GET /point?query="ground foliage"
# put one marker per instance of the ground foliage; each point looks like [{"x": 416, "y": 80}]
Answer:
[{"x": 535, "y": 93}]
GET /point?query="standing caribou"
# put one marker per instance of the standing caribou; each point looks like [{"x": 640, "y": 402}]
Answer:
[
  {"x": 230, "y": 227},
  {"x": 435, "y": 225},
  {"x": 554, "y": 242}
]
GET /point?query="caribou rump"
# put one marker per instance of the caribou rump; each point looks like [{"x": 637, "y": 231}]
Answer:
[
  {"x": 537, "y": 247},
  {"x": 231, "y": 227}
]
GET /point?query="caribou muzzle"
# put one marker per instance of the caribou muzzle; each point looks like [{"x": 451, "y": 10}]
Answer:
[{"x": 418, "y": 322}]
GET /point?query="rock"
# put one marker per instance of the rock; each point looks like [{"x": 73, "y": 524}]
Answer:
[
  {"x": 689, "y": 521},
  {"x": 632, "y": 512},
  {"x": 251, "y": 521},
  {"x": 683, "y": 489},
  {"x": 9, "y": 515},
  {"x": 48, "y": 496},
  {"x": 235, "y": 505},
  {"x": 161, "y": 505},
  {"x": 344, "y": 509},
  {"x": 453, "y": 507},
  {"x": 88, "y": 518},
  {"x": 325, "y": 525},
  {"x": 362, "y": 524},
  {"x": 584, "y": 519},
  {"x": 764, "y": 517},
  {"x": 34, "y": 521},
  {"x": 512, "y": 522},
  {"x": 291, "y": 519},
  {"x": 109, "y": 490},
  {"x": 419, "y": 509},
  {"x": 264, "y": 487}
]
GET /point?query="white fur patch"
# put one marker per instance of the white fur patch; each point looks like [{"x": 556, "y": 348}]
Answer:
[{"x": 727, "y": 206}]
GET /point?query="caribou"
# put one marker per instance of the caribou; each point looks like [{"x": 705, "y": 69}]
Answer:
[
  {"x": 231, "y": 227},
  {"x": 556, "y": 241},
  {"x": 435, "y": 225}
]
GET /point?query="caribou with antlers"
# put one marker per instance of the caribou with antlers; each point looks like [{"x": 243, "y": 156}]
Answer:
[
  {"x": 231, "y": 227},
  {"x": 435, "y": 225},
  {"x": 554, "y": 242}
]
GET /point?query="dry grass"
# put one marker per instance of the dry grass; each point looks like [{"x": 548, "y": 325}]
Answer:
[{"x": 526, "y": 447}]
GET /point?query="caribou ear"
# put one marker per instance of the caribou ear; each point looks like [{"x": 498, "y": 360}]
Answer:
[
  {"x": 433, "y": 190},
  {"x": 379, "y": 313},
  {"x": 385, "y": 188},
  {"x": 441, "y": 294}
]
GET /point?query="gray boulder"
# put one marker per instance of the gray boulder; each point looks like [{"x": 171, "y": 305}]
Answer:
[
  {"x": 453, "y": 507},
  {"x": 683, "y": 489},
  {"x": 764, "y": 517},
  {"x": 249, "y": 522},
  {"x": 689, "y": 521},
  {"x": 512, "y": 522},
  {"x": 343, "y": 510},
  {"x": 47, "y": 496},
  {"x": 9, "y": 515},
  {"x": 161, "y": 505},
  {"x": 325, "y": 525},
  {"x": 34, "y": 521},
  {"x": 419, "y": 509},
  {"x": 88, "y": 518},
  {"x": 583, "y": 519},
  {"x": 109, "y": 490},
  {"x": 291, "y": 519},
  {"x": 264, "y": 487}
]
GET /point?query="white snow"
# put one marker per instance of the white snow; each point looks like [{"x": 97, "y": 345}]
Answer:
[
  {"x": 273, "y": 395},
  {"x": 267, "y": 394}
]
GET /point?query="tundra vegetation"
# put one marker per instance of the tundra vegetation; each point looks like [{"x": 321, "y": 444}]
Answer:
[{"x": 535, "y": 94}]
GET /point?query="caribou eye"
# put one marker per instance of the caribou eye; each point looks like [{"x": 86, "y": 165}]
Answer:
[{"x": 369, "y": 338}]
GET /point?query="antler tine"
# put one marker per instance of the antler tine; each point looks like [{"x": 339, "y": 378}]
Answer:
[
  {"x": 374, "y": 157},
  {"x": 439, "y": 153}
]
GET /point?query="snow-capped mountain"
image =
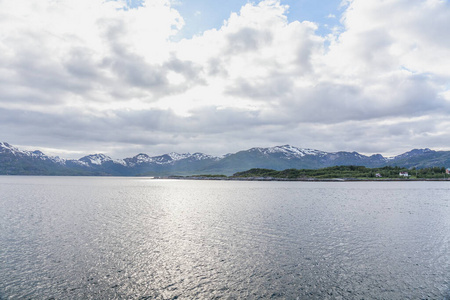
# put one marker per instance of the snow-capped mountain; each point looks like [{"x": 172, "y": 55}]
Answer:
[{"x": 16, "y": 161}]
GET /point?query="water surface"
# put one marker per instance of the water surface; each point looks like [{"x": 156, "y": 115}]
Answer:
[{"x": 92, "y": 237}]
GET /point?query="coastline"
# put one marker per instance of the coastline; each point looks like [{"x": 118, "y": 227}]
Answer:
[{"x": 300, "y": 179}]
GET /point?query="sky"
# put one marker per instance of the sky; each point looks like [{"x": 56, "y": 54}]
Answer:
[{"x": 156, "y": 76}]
* * *
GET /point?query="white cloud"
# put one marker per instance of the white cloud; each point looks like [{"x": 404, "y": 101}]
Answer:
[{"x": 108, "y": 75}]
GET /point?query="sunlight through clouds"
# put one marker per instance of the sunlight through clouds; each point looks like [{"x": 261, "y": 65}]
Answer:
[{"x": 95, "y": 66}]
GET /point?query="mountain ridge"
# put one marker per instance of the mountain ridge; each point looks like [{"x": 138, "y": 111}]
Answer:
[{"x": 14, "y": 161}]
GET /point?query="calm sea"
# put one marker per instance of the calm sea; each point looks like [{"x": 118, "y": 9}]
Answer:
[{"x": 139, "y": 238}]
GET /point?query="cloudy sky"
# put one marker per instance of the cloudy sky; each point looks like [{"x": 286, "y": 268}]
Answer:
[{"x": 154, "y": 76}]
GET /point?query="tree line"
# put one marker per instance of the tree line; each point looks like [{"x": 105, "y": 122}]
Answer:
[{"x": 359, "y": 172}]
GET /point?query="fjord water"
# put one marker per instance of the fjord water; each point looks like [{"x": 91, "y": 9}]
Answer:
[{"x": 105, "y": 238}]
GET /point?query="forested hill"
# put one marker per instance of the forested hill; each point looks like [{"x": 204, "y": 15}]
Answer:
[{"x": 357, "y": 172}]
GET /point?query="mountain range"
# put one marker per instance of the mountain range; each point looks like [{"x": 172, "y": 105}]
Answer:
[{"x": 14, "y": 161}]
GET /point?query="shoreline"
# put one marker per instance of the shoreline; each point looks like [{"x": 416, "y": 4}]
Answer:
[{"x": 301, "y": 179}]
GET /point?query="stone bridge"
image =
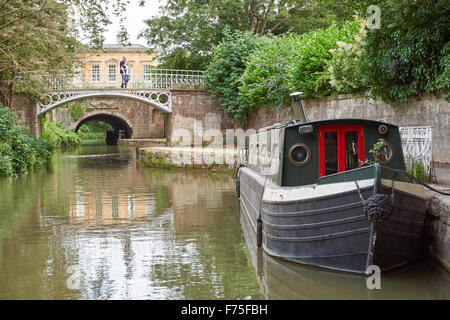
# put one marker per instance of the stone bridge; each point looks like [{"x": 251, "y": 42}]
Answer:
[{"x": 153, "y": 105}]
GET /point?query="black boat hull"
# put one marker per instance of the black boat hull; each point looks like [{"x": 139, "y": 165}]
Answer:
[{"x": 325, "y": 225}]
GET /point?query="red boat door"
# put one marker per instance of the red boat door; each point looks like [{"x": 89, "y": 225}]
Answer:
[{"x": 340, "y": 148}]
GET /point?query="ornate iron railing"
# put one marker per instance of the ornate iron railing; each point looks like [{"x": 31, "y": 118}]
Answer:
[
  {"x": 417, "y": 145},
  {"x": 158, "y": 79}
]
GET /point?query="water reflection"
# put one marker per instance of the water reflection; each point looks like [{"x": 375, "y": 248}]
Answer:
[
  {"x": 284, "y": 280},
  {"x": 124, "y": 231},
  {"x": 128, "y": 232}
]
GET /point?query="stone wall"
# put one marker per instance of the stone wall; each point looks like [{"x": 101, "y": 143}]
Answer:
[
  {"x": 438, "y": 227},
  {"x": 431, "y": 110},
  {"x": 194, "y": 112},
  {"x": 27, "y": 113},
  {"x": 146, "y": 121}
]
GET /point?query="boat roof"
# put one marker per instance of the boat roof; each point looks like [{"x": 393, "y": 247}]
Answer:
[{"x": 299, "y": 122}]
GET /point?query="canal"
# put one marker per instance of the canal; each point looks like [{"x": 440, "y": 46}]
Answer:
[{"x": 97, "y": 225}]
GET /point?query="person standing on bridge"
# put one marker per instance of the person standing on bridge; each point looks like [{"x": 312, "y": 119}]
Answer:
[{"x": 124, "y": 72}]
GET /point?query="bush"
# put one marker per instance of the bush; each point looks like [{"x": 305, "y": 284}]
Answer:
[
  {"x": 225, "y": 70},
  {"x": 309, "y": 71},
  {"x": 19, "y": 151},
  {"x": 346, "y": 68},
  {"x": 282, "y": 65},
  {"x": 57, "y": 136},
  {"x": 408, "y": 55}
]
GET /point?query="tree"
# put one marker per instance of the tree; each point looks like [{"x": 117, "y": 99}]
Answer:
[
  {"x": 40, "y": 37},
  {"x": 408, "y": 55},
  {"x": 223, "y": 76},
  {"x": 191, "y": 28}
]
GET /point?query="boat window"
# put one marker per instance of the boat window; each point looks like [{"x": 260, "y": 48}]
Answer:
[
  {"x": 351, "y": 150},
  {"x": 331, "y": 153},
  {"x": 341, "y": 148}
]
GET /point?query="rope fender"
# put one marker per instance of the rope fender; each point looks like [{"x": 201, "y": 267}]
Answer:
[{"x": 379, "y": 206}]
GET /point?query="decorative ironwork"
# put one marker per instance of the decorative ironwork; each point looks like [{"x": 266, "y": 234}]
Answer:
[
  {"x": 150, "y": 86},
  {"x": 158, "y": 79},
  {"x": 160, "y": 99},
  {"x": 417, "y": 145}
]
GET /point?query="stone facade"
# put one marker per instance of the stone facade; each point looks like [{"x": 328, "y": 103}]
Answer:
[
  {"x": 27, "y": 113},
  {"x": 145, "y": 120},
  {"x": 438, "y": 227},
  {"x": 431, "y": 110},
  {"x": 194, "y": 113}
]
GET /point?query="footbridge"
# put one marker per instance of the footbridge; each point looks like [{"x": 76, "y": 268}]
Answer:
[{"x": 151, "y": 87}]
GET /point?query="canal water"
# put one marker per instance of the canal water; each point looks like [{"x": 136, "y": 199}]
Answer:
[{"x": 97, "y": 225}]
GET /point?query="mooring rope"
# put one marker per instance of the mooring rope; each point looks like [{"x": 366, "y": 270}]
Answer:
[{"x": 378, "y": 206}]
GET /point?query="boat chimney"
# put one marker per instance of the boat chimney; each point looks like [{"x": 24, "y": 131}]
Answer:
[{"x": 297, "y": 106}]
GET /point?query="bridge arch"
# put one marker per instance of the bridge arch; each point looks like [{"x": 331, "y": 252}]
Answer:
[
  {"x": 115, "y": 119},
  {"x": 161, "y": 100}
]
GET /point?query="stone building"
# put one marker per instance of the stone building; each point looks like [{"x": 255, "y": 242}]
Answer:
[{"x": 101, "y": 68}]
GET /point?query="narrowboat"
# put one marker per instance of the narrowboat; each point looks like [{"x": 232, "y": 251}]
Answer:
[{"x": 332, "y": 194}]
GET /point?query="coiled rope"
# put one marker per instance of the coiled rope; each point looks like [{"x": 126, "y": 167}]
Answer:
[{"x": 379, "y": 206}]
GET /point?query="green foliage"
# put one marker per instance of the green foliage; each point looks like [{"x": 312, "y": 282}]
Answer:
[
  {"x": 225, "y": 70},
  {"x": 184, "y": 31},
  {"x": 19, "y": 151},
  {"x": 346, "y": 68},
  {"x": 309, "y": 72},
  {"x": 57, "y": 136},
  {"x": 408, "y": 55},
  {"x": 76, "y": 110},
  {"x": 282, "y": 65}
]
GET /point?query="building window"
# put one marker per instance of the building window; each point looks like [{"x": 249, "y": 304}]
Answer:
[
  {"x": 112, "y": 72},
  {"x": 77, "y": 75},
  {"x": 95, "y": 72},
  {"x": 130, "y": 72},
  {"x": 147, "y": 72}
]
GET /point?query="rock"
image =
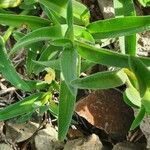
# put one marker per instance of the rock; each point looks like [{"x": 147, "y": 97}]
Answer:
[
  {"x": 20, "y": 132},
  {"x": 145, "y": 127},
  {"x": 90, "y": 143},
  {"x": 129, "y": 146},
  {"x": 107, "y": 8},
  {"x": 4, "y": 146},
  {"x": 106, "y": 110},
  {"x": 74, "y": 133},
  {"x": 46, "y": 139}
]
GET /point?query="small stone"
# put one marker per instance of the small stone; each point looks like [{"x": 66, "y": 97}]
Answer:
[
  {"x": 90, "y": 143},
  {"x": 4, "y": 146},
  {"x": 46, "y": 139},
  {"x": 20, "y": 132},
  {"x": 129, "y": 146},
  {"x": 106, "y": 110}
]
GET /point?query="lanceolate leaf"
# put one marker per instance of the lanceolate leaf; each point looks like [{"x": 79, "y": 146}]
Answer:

:: Aim ::
Pick out every line of the records that contains the word "small", matching case exactly.

:: Solution ::
GET /point?query="small stone"
# put one marker per instance of the small stone; each point looks like [{"x": 66, "y": 97}]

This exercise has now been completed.